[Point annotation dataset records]
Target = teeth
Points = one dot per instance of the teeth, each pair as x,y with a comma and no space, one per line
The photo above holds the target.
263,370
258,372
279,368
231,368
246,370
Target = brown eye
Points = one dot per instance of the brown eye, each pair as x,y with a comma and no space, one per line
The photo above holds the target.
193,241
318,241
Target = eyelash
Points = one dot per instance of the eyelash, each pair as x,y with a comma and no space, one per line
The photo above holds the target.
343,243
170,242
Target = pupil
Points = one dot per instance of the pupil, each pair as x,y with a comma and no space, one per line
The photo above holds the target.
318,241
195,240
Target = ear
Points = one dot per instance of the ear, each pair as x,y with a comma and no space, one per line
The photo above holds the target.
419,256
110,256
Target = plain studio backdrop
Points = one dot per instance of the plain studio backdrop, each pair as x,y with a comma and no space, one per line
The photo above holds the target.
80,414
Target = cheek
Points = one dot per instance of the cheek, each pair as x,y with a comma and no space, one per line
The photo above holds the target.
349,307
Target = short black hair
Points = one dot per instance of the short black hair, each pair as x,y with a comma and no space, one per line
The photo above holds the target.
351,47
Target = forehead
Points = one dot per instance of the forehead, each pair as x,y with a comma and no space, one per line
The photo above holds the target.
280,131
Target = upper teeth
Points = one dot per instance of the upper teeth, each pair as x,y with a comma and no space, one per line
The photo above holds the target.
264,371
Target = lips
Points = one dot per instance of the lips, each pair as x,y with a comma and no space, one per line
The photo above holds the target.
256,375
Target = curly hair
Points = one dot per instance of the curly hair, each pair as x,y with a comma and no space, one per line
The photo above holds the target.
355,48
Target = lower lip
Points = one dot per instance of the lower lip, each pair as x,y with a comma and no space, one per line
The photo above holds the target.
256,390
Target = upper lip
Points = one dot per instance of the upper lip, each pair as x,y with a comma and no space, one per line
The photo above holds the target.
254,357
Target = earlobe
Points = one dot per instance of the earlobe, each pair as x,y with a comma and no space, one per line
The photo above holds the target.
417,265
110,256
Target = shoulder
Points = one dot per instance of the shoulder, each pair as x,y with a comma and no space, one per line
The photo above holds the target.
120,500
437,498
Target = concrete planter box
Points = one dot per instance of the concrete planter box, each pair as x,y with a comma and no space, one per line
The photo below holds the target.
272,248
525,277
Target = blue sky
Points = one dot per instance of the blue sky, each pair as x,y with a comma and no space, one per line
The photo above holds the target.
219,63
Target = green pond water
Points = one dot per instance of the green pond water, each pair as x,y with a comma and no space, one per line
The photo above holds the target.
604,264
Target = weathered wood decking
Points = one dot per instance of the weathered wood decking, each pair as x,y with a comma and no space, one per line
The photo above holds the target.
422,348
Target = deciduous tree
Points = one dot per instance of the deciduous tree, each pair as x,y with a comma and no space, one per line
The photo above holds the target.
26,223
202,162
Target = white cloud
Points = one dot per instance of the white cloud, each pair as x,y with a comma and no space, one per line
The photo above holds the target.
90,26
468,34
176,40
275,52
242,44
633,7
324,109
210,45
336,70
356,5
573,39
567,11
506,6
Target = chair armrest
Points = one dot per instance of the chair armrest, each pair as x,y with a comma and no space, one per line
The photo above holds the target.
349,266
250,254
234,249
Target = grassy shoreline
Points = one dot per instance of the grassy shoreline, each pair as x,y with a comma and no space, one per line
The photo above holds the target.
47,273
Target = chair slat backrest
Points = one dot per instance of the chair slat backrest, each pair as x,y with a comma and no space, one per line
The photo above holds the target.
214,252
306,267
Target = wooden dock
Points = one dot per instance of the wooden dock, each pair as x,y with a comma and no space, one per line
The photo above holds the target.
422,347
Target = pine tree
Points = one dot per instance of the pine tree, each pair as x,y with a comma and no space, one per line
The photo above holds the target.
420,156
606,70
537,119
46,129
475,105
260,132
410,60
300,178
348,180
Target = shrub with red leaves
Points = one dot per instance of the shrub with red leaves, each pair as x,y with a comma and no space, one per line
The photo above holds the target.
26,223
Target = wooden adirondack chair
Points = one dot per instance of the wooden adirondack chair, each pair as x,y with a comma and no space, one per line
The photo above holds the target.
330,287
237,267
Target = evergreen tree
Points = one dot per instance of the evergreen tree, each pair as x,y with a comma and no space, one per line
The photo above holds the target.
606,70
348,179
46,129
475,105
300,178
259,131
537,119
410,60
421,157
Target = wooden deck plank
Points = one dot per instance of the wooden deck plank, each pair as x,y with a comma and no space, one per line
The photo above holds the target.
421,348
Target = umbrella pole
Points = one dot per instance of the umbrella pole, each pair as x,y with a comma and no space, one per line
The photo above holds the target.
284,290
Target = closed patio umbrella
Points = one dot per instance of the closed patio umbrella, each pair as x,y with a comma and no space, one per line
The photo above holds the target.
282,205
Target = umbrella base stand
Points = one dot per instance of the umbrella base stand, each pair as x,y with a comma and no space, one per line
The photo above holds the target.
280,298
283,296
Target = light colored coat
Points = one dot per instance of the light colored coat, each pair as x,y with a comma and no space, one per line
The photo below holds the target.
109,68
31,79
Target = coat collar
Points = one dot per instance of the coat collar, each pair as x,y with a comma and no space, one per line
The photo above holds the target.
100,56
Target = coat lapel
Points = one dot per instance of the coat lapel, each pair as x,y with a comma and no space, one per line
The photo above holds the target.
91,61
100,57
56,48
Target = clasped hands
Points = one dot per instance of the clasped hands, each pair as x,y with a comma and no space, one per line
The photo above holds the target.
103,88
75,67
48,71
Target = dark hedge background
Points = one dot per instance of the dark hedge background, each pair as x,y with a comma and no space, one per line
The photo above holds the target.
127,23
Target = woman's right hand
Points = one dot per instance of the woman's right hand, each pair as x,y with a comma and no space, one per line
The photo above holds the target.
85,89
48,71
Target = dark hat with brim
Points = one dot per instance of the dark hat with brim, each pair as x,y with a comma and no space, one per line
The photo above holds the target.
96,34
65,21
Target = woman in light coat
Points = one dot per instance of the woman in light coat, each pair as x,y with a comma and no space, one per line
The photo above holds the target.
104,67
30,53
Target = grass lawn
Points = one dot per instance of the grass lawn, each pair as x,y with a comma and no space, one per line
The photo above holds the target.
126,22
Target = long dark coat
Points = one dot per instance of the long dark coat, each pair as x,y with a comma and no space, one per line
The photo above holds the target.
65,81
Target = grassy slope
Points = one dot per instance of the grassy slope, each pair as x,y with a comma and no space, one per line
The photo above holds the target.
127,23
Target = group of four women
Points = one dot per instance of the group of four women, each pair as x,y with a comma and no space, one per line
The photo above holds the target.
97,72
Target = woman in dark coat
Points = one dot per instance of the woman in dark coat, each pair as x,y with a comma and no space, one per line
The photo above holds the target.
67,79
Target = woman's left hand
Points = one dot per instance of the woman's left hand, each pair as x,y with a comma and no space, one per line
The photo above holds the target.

• Problem description:
Please restate the records in full, word for word.

• Output of the task:
Target = teeth
Points = one dot per instance of the teeth, each pair as x,y with a comma and no space, one per line
The photo above holds the target.
263,370
258,372
279,368
231,368
246,370
Target = brown eye
Points = one dot per instance of the brown eye, each pair as x,y with a comma and no space, one per line
The photo above holds the target.
193,241
318,241
Target = eyelash
Points = one dot per instance of the eyelash, each pair as x,y with a comma and no space, one per line
The photo above holds the target.
343,243
170,242
Target = pupil
Points = one dot per instance of the pupil, each pair as x,y with a comma and no space, one per line
The photo above holds the target.
318,241
195,240
Target = ear
Points = one dot per instance of the ear, each pair as x,y with a comma and no space, one per line
The photo above holds the target.
419,256
110,256
Target = plain studio backdrop
Points = one dot per instance of the plain studio backdrop, each pair as x,y with a comma and no space, one per line
The photo above holds the target.
80,414
Target = cheek
Points = one dot per instance of the cheek, each pair as x,y with a comma and no space, one per line
The photo above holds the target.
349,307
Target = short black hair
Points = one dot per instance of the short black hair, each pair as x,y with a comma and no space, one per line
The photo above holds the target.
351,47
Target = forehead
Points = one dot per instance of the forehead, each pair as x,y with a comma and no space, one per line
The photo above holds the target.
280,131
Target = upper teeth
Points = one dot per instance of the upper teeth, each pair as x,y with a comma and no space, one per line
The photo above holds the target.
264,371
Target = lips
Points = one dot per instance of the lips, each pair as x,y with a comma and no space, one per line
The photo above holds the target.
256,375
Target = curly hair
Points = one dot per instance of the curly hair, each pair as x,y with a comma and no space, one per line
The photo above holds the target.
355,48
Target = lower lip
Points = one dot per instance of the lower lip, each pair as x,y with a comma and no space, one per line
The photo above holds the target.
256,390
Target = upper lip
Points = one dot per instance of the upper lip, each pair as x,y with a comma and no space, one per line
The photo above holds the target.
254,357
Target = earlobe
Points = one dot per instance of the earlobe, each pair as x,y with a comma and no space, one per line
The photo above holds the target.
417,265
110,256
Target = shoulder
Points = one dot per instance of the shoulder, each pair as x,y with a comma and no space, one per line
The photo above holds the target.
120,500
437,498
Target = concrete planter box
Points = one dot per instance of the concrete planter box, each pair as x,y with a comma and no space, one per line
The photo below holds the target.
272,248
525,277
Target = blue sky
Points = one dot per instance of the blue sky, each pair as x,y with a comma and no space, one per line
The photo above holds the target.
219,63
Target = green pond water
Points = one dot per instance of the green pond water, each pair as x,y with a comma and no space, one per line
The photo above holds the target.
604,264
Target = weathered wood decking
Points = one dot per instance of the weathered wood decking, each pair as x,y with a comma and no space, one per line
The photo above holds the target.
422,348
Target = deciduous tree
Points = one dot per instance of the deciduous tree, each pair as x,y with a comma and no space, one per line
The photo above holds the target.
26,223
202,162
Target = white cloud
Points = one dot per instance of the white cloud, each pair as x,y with a comma and no space, one per line
The photo above holds the target.
90,26
468,34
176,40
275,52
242,44
633,7
324,109
210,45
336,70
356,5
573,39
567,11
506,6
Target = chair armrest
Points = one dot per instance of the chair armrest, each pair as x,y with a comma and no space, one per line
The photo above holds the target.
349,266
250,254
234,249
Target = grassy shoreline
Points = one dot per instance of the grassy shoreline, each pair as x,y with a comma and no space, one per line
The photo above holds the target.
47,273
Target = chair slat backrest
Points = one dot per instance of the chair slat backrest, each pair as x,y with a comma and no space, one per line
The photo above holds the target.
214,252
306,267
Target = wooden dock
Points = one dot per instance of the wooden dock, each pair as x,y with a comma and no space, one per line
The photo above holds the target.
422,347
Target = pine tree
Points = one dot per instance of the pine tree, each pair as x,y with a comma and no space, one per line
The photo above holds the target.
420,156
606,70
537,119
46,129
475,105
260,132
410,60
300,178
348,180
Target = shrub with red leaves
Points = one dot per instance of the shrub with red leaves, each pair as x,y with a comma and no space, one per line
The photo above holds the target.
26,223
Target = wooden adirondack chair
Points = one dot per instance of the wooden adirondack chair, each pair as x,y with a comma and no space, one per line
The photo above holds the target.
330,287
237,267
Target = evergreen tree
Points = one dot per instance of the evergreen tree, each pair as x,y with a comma and no space, one per line
The photo above holds the target.
606,70
348,179
46,129
475,105
300,178
259,131
537,119
410,60
421,157
Target = wooden deck plank
Points = one dot per instance of the wooden deck plank, each pair as x,y with a comma and no space, one per line
The photo above holds the target.
421,348
Target = umbrella pole
Points = one dot per instance of the umbrella pole, each pair as x,y with a comma and no space, one per line
The photo above holds the target.
284,290
Target = closed patio umbrella
Points = one dot per instance of the closed patio umbrella, each pair as x,y with a comma and no space, one per line
The photo above holds the target.
282,205
Target = umbrella base stand
Points = one dot per instance of the umbrella base stand, each pair as x,y with a comma and no space, one per line
The photo above holds the target.
280,298
283,296
Target = light colored coat
Points = one dot per instance of the light colored coat, each pair as x,y with a comma and no space, one per line
The photo below holds the target.
109,68
31,79
Target = coat collar
Points = one dot per instance of the coat collar, each pair as x,y with a comma and no space, one per line
The photo above holds the target.
100,56
Target = coat lapel
Points = one dot per instance of the coat lapel, each pair as x,y with a comma and no space, one per line
The photo above holds the target.
91,61
100,57
56,48
Target = clasped hands
Points = one dot per instance of the clasped hands, each pair as x,y with a comma and no space, one per line
The photo above holds the target.
103,88
75,67
48,71
Target = dark hedge background
Points = one dot per instance of the dark hedge background, each pair as x,y with a comma and no space, one per line
The photo above holds the target.
127,23
Target = woman's right hand
Points = one dot per instance of the woman's right hand, each pair as x,y with a comma and no space, one per line
The photo above holds the target.
85,89
48,71
Target = dark hat with brim
Points = one dot per instance of the dark hat with brim, each pair as x,y with a comma and no space, one per line
The photo above holds the target.
96,34
65,21
Target = woman in light coat
Points = one dot per instance of the woman in light coat, each pair as x,y with a comma and no space, one per line
The photo above holds the target.
104,67
30,53
Target = grass lawn
Points = one dot per instance of the grass lawn, each pair as x,y with a comma and no space, one per line
The photo above holds the target.
126,22
Target = long dark coat
Points = one dot per instance of the long dark coat, each pair as x,y with a comma and no space, one per line
The photo above holds the target.
65,81
Target = grassy slope
Points = one dot per instance of the grassy slope, each pair as x,y with a comma and no space, one per line
The photo above holds the target.
127,23
Target = group of four women
Points = one dot per instance of the group of four women, each pair as x,y with a comma and no space, one per line
The photo above holds the target.
97,72
Target = woman in dark coat
Points = one dot per instance of the woman in dark coat, each pair as x,y with a comma and no space, one per line
The photo above holds the target.
67,79
Target = woman's left hand
Points = one dot per instance of the woman's left hand, each pair as x,y with a comma and no space, one per line
The photo above holds the target.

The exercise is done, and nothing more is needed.